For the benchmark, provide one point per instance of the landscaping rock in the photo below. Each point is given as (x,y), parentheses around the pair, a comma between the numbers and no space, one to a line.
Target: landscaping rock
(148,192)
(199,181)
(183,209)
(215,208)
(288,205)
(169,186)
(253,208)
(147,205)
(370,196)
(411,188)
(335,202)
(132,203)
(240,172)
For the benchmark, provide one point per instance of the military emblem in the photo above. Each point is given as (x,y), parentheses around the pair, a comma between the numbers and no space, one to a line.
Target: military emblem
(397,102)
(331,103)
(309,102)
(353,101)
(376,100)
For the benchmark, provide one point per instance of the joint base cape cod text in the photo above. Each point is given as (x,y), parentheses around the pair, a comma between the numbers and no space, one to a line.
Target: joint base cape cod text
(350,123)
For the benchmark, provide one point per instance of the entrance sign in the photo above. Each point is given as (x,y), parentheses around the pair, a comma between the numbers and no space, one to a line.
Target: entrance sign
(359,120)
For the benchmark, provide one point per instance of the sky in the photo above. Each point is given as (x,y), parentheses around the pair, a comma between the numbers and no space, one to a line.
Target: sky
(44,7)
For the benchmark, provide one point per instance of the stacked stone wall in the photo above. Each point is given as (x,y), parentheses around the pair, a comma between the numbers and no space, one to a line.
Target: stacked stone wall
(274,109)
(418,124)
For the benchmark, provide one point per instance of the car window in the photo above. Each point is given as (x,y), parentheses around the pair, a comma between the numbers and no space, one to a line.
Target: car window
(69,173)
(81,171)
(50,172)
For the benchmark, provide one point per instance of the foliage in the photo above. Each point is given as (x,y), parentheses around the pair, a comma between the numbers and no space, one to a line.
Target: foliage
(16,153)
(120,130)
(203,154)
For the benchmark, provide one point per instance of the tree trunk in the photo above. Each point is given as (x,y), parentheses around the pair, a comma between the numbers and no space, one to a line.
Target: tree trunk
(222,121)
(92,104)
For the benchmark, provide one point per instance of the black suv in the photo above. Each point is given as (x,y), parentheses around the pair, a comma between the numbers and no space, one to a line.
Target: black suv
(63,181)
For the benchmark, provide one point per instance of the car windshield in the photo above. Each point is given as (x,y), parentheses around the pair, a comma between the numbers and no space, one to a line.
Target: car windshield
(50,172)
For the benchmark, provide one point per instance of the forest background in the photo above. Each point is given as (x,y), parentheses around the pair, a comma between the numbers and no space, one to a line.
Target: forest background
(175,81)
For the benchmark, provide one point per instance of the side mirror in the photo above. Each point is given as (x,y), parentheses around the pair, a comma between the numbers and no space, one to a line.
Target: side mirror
----------
## AIM
Copy verbatim every line from the one that contains "For the benchmark, provide one point per instance of the side" through the last line of the rows.

## FINAL ANSWER
For the benchmark, provide one point per instance of the side mirror in the photo above. Each point is given as (x,y), parentheses around the pair, a comma between the numbers and no space, one to a line.
Target: side mirror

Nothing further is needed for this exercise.